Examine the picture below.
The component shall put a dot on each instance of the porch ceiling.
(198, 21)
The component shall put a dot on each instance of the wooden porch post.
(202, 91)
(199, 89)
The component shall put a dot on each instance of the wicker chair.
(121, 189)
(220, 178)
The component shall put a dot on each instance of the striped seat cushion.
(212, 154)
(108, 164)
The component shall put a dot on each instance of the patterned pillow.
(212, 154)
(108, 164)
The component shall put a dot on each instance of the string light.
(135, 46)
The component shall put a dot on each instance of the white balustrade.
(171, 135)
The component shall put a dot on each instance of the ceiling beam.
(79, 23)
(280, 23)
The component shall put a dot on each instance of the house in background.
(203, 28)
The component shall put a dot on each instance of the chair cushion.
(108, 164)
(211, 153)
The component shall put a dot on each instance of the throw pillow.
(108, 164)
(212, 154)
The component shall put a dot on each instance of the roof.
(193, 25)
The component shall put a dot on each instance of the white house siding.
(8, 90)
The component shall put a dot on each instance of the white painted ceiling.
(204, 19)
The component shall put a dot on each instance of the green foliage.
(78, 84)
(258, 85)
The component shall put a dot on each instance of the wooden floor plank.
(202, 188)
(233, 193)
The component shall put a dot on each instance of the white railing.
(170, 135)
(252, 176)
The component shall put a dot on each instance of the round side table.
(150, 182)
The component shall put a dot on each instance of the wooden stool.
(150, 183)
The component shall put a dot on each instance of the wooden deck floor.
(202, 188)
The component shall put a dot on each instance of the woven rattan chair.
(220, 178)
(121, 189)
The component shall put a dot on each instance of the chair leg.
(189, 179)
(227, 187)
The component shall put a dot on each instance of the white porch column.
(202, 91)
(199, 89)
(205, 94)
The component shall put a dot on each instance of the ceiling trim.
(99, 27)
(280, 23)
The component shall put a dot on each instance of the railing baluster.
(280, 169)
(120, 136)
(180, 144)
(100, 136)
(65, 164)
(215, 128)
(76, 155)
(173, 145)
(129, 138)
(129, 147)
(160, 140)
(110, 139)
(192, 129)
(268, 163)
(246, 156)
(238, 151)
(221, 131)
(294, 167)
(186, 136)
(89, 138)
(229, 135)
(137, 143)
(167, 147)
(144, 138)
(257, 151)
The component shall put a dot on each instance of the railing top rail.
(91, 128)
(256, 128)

▶ _WRITTEN REQUEST_: Repeat the data in its entirety, character for character.

▶ _THE OUTPUT_:
Examine the picture below.
The component shall put a dot on each instance of the porch ceiling.
(198, 21)
The component shall put a dot on each instance of the wooden porch post.
(202, 91)
(199, 89)
The component shall put a dot on each instance of the wicker chair.
(121, 189)
(220, 178)
The component shall put a dot on each instance of the striped seat cushion.
(212, 154)
(108, 164)
The component shall put a dot on each instance of the patterned pillow.
(212, 154)
(108, 164)
The component shall put a dot on each instance of the string light.
(135, 46)
The component shall put a dot on each instance of the white balustrade.
(171, 135)
The component shall put a dot on each instance of the ceiling beam.
(79, 23)
(280, 23)
The component shall put a dot on each instance of the house in background.
(203, 28)
The component shall put a dot on each instance of the chair cushion.
(108, 164)
(211, 153)
The component shall put a dot on each instance of the throw pillow.
(108, 164)
(212, 154)
The component shall put a dot on each instance of the roof.
(193, 25)
The component shall put a dot on each instance of the white house siding.
(8, 90)
The component shall put a dot on each instance of the white painted ceiling.
(204, 19)
The component shall put a dot on each instance of the green foliage.
(78, 84)
(258, 85)
The component shall put a dot on each instance of the wooden floor plank.
(202, 188)
(233, 193)
The component shall put a dot on each instance of the white railing.
(170, 135)
(252, 176)
The component shall put a dot on each instance of the round side table.
(150, 182)
The component shall put a dot on each instance of the wooden stool.
(150, 183)
The component shall put a dot on each instance of the wooden deck floor.
(202, 188)
The component shall put a dot on each instance of the woven rattan chair.
(220, 178)
(121, 189)
The component shall put a dot on each instance of the chair leg.
(189, 179)
(227, 187)
The component shall put a dot on each instance of the white porch column.
(202, 91)
(199, 89)
(205, 94)
The component shall put a dot on each instance of the ceiling trim.
(99, 27)
(280, 23)
The component shall put a dot on each instance of the railing baluster.
(280, 169)
(120, 136)
(180, 144)
(100, 136)
(65, 164)
(215, 128)
(76, 155)
(173, 145)
(129, 138)
(129, 147)
(160, 140)
(110, 139)
(192, 129)
(268, 163)
(246, 156)
(238, 151)
(221, 131)
(294, 167)
(186, 136)
(89, 138)
(229, 135)
(137, 143)
(167, 147)
(144, 138)
(257, 151)
The component shall put a dot on each instance of the railing top rail.
(91, 128)
(256, 128)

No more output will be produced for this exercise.